◆ **PROBLEM STATEMENT**
From the post below on the George Zimmerman acquittal, reproduce verbatim the passage between "I suppose one" and "is no answer to that.", inclusive.

◆ **DOCUMENT EXCERPT**
Archive for the ‘Law’ Category

A Lament

July 15th, 2013

THERE IS NO JUSTICE IN AMERICA

That is how a friend of mine greeted the acquittal of George Zimmerman for the slaying of Trayvon Martin.  All caps.  This is a very level-headed, intelligent, thoughtful man.  And if I, like him, were black, I think I would feel the same way, too.  His cri de coeur expresses the boundless, ever-renewed sense of betrayal to which black citizens of this country are exposed.  Langston Hughes’ poem A Raisin in the Sun is forever relevant.  150 years after the Emancipation Proclamation, 50 years after the March on Selma, 48 years after the Watts Riots, 45 years after cities burned following the assassination of Dr. King, 21 years after the beating of Rodney King and the destruction consequent upon that, 16 years after they tortured Abner Louima with a broomstick in that New York City police station, and so on, and so on – what happens after all these explosions?  What is left, but mortal weariness?

I suppose one way to answer my friend could be that criminal law is only incidentally about justice.  When they teach you about the purposes of criminal law in your first year of law school, they don’t spend a lot of time on “justice” as such.  They talk about deterrence, punishment, retribution. Mainly, then, from the point of view of those who train its practitioners, criminal law is about keeping the lid on.  “Keeping the lid on black people,” my friend would say.  I have no answer to that.  Anyone who knows something about the differential incarceration rates for blacks and for whites in this country, in this state (ANY state), knows there is no answer to that.

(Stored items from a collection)
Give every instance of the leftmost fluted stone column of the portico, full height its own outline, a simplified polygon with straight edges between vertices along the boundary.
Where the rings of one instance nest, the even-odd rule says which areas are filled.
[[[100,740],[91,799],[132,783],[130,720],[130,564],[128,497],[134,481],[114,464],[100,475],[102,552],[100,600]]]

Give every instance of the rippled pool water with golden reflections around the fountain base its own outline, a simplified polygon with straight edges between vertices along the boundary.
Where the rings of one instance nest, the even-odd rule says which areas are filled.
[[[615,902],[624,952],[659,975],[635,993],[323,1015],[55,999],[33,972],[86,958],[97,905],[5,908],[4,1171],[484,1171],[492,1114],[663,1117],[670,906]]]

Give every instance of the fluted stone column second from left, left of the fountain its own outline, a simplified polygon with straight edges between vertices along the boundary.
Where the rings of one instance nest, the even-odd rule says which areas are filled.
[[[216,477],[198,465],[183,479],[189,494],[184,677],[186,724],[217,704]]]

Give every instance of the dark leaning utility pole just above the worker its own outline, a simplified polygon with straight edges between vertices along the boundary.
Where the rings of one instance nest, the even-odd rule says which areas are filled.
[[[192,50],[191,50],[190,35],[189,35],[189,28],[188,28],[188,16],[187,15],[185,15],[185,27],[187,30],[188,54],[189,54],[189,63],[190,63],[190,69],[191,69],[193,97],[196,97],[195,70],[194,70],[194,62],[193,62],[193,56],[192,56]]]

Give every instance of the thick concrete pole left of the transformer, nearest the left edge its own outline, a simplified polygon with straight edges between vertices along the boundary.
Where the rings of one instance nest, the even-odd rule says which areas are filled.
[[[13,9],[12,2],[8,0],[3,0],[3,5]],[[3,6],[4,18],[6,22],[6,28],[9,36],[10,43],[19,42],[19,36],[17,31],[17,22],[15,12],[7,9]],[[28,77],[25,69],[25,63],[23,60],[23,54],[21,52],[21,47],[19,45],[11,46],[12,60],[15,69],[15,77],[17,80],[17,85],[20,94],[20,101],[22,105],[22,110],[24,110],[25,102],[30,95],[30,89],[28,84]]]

◆ **ANSWER TO THIS TASK**
I suppose one way to answer my friend could be that criminal law is only incidentally about justice.  When they teach you about the purposes of criminal law in your first year of law school, they don’t spend a lot of time on “justice” as such.  They talk about deterrence, punishment, retribution. Mainly, then, from the point of view of those who train its practitioners, criminal law is about keeping the lid on.  “Keeping the lid on black people,” my friend would say.  I have no answer to that.  Anyone who knows something about the differential incarceration rates for blacks and for whites in this country, in this state (ANY state), knows there is no answer to that.